◆ **What is required**: Write out the records again, exactly, leaving none out.

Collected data
####
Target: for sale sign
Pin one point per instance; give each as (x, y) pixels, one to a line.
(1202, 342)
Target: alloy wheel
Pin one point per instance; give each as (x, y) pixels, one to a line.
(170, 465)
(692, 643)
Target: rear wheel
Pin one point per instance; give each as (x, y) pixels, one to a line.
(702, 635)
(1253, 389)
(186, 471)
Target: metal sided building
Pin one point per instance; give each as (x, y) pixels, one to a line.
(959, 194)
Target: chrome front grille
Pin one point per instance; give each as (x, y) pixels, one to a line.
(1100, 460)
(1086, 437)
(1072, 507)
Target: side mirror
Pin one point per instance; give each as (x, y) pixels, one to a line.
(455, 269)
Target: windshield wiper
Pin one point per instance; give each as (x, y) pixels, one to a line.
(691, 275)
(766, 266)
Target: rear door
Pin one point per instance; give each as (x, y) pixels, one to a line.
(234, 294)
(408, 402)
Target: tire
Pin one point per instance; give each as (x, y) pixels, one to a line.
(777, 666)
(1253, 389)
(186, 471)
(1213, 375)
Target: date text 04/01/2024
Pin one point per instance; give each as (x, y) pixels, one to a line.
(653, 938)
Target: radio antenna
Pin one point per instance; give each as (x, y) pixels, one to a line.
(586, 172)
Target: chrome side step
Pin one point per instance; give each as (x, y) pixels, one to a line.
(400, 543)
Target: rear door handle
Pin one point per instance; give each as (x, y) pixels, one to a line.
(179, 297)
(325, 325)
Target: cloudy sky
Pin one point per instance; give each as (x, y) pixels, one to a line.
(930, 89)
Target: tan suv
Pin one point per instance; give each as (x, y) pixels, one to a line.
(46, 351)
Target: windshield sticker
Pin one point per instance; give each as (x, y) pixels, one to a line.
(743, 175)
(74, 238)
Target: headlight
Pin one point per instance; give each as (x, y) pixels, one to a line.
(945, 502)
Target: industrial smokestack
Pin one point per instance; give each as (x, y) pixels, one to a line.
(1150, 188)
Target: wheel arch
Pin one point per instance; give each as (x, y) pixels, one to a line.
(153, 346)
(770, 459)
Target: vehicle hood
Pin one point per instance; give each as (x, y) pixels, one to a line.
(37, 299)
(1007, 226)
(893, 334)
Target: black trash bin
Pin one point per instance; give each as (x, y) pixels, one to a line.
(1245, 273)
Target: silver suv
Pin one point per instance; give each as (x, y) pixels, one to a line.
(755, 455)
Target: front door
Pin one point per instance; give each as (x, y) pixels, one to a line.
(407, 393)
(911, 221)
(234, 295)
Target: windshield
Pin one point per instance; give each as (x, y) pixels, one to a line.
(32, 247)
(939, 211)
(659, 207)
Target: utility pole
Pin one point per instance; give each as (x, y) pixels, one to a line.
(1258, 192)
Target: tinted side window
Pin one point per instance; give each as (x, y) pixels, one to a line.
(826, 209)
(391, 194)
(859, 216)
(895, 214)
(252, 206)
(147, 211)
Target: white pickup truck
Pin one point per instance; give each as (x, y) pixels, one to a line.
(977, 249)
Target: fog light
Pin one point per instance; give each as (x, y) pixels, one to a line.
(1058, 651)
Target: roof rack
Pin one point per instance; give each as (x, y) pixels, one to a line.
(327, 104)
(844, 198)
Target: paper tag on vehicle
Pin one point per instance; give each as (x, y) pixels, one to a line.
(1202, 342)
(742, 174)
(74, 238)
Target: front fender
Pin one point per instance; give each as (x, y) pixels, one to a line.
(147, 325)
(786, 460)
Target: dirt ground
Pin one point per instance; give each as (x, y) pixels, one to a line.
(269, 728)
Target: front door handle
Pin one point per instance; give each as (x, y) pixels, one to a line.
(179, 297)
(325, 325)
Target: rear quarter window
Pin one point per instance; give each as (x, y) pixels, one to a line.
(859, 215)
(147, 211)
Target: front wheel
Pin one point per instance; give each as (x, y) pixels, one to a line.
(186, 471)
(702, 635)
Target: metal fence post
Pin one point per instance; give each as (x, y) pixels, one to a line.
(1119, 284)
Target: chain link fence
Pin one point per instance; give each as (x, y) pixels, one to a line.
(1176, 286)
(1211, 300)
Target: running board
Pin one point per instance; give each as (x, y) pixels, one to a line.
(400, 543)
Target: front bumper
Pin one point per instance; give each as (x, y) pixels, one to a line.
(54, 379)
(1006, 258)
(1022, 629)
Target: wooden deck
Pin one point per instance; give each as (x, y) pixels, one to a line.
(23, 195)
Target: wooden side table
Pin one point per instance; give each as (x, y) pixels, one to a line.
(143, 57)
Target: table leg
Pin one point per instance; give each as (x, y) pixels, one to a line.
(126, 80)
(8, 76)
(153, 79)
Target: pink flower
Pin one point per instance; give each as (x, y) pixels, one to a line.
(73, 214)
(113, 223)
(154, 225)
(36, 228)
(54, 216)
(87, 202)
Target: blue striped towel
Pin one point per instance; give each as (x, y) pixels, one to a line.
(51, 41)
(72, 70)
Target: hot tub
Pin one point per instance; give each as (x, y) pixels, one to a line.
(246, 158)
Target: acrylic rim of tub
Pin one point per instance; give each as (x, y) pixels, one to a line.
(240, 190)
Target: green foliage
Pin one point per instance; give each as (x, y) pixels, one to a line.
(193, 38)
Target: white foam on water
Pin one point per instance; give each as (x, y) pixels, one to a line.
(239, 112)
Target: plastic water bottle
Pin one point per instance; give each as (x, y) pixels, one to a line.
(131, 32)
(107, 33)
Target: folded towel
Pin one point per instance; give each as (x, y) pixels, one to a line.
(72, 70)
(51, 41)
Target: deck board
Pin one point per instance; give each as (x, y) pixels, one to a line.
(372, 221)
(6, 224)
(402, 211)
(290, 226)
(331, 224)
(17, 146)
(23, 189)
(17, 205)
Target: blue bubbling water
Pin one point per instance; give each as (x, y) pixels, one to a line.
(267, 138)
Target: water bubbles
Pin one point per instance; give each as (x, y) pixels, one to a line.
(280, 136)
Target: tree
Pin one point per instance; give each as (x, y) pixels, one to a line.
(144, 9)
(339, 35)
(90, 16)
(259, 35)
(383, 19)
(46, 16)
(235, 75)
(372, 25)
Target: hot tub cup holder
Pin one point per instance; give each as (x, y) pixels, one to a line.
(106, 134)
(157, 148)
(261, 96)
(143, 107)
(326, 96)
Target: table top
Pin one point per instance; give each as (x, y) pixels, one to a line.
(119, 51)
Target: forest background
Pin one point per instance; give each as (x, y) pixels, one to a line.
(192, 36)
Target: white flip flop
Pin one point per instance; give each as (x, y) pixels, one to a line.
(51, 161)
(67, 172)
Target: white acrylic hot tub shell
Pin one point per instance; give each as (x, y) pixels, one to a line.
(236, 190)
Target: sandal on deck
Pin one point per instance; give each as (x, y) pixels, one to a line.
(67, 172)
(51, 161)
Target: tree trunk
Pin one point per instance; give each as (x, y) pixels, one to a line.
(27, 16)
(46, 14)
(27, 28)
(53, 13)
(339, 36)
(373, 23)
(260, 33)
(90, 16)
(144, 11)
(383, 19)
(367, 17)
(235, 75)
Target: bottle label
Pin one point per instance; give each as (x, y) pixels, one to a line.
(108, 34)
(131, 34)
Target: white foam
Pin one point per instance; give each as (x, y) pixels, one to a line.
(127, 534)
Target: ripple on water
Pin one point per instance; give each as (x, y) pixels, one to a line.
####
◆ **Expected answer**:
Target: for sale sign
Pin one point per instance; give each as (x, y) pixels, one to a line.
(1202, 342)
Target: alloy wheel
Pin one point per instance; give each as (x, y) pixels, one to a line.
(170, 465)
(692, 643)
Target: rear wheel
Pin one point per instance; give each as (x, y) pixels, one to a line.
(702, 635)
(1253, 389)
(186, 471)
Target: metal sided building
Pin one point per instance; give each as (x, y) pixels, one to a line.
(959, 194)
Target: chrome front grille
Pin one point per instance; give each as (x, y) pixels, one to a line.
(1100, 460)
(1086, 437)
(1072, 507)
Target: side mirror
Pin one point per instance; give each as (x, y) pixels, one to a line.
(455, 269)
Target: windshield wiper
Pin one point per instance; give each as (x, y) pixels, one to a line.
(691, 275)
(766, 266)
Target: rear door
Pin one point per instance; give each as (x, y) pixels, one to a line.
(234, 294)
(408, 402)
Target: tire
Pin one point per instance; give each as (x, y) pixels, one to a line.
(777, 666)
(1253, 389)
(186, 471)
(1213, 375)
Target: date text 04/01/2024
Pin one point per instance; give each as (x, y) pixels, one to a line.
(653, 938)
Target: radio antenna
Pin one point per instance; give each as (x, y) pixels, one to a line.
(586, 172)
Target: chrome side step
Pin one point per instance; give each as (x, y) pixels, one to a line.
(400, 543)
Target: rear door handle
Pin one point per instance; give each as (x, y) pixels, one to a line.
(179, 297)
(325, 325)
Target: cloudy sky
Pin one point per instance; give each as (x, y) pixels, one to a line.
(930, 89)
Target: tan suv
Pin one point per instance; give each as (x, y) pixels, one to a line.
(46, 351)
Target: windshield sticker
Pin one point per instance; give each as (x, y) pixels, one to a line.
(743, 175)
(74, 238)
Target: headlight
Pin one point per instance; give each as (x, y) pixels, one to a line.
(945, 502)
Target: industrial smokestack
Pin one point per instance; give each as (x, y) pixels, one to a line.
(1150, 188)
Target: wheel arch
Pin one point per instance; give each as (x, y) pixels, one to a line.
(153, 346)
(770, 459)
Target: vehicle hood
Pin one point per instance; give each as (x, y) pixels, one to a line.
(37, 299)
(1007, 226)
(893, 334)
Target: black trash bin
Pin one point per instance; give each as (x, y) pixels, one to a line.
(1245, 273)
Target: silver suv
Pin one point per instance; give each as (x, y) pixels, one to a line.
(755, 455)
Target: front door
Pin one point per instance; give each as (x, y) pixels, one to a line.
(407, 393)
(911, 221)
(234, 295)
Target: windshield
Pin one point per instance; give each as (x, y) pixels, one to a line.
(32, 247)
(939, 211)
(659, 207)
Target: utility pole
Pin one point per instance; give each as (x, y) pixels, one to a line.
(1258, 192)
Target: tinted side window
Pin one point per instance; give each as (x, y) pixels, one to a line.
(826, 209)
(391, 194)
(859, 216)
(895, 214)
(252, 206)
(147, 211)
Target: white pickup truck
Pin one point per instance; give each as (x, y) pixels, one to a line.
(977, 249)
Target: fog light
Pin one point per instance; give each as (x, y) pixels, one to a line.
(1058, 651)
Target: roof rack
Pin one point per instance; give each as (x, y) pixels, one to a line.
(327, 104)
(844, 198)
Target: paper tag on vehicle
Pin one point per instance; give each as (x, y) pixels, one to a line.
(1202, 342)
(742, 174)
(74, 238)
Target: front fender
Pin one point per instance; give each as (x, y) pixels, one to a line.
(147, 325)
(786, 460)
Target: dirt ground
Pin one point per instance; give each as (x, y) pixels, one to a line.
(269, 728)
Target: front door handle
Pin one point per instance; give each as (x, y) pixels, one to a line.
(179, 297)
(325, 325)
Target: rear quarter window
Pin one point per instance; give each as (x, y) pixels, one to a line.
(859, 215)
(147, 211)
Target: front wheel
Pin one point per instance; give each as (x, y) pixels, one to a line.
(186, 471)
(702, 635)
Target: metal fence post
Pin one point per instance; give each as (x, y) pixels, one to a line.
(1119, 284)
Target: chain link fence
Pin one point per instance; give each as (x, y) pixels, one to a line.
(1176, 286)
(1211, 300)
Target: running board
Pin one point per instance; give each as (x, y) pixels, one to a line.
(400, 543)
Target: front bumper
Pin one point per instance; give each as (x, y) pixels, one to a line.
(54, 379)
(1006, 258)
(1022, 629)
Target: wooden deck
Pin one point per instance; give each as (x, y) pixels, one to a line.
(23, 195)
Target: wooden side table
Pin one point per instance; give each as (x, y) pixels, one to a line.
(143, 57)
Target: table leg
Pin one point per instance; give each as (x, y) pixels, one to a line.
(126, 80)
(8, 76)
(153, 79)
Target: pink flower
Pin one point per instance; give each as (x, y) pixels, one to a line.
(73, 214)
(113, 223)
(154, 225)
(36, 228)
(54, 216)
(87, 202)
Target: blue striped towel
Pin one point per instance; give each as (x, y) pixels, one to a line.
(51, 41)
(72, 70)
Target: hot tub
Pin one point per instance; give each as (x, y) pixels, one to a line.
(246, 158)
Target: acrylic rim of tub
Pin one point per instance; give each as (x, y) pixels, one to a line.
(240, 190)
Target: green foliage
Pin one point per instance; give each as (x, y) pixels, one to a line.
(193, 38)
Target: white foam on water
Pin one point per instance; give each as (x, y) pixels, one to a line.
(239, 112)
Target: plastic water bottle
Pin one point per instance; give each as (x, y) pixels, one to a line.
(131, 32)
(107, 33)
Target: folded towel
Pin one point per instance; give each as (x, y) pixels, one to a line.
(72, 70)
(51, 41)
Target: deck board
Pin one point per instance; give each as (x, y) pixels, one to a line.
(372, 221)
(6, 224)
(402, 211)
(290, 226)
(331, 224)
(17, 146)
(23, 189)
(17, 205)
Target: blue bubbling water
Pin one point per instance; give each as (x, y) pixels, one to a line.
(267, 138)
Target: water bubbles
Pin one point per instance; give each as (x, y) pixels, one to a line.
(280, 136)
Target: tree
Pin one point per instance; give each as (x, y) pixels, one to a line.
(144, 9)
(339, 35)
(90, 16)
(259, 35)
(383, 19)
(46, 16)
(235, 75)
(372, 25)
Target: hot tub cup holder
Pin one point per instance; give each as (x, y) pixels, one to a line.
(106, 134)
(157, 148)
(261, 96)
(143, 107)
(326, 96)
Target: table top
Pin one point per instance; give each as (x, y) pixels, one to a line.
(119, 51)
Target: forest background
Pin one point per instance; give each as (x, y) pixels, one to a line.
(192, 36)
Target: white flip flop
Pin one point per instance; give each as (x, y) pixels, one to a line.
(51, 161)
(67, 172)
Target: white acrylic hot tub shell
Pin one point per instance; give each as (x, y) pixels, one to a line.
(236, 190)
Target: sandal on deck
Pin one point per instance; give each as (x, y) pixels, one to a line.
(67, 172)
(51, 161)
Target: tree trunk
Pin one point per instance; give each as (x, y) pixels, one to a line.
(27, 16)
(46, 14)
(27, 28)
(53, 13)
(339, 36)
(373, 23)
(260, 33)
(90, 16)
(144, 11)
(383, 19)
(367, 17)
(235, 75)
Target: bottle label
Pin one point per instance; give each as (x, y) pixels, one to a line.
(108, 34)
(131, 34)
Target: white foam
Pin one point per instance; give each as (x, y) pixels, one to a line.
(127, 534)
Target: ripple on water
Pin one point per instance; give each as (x, y) pixels, one to a line.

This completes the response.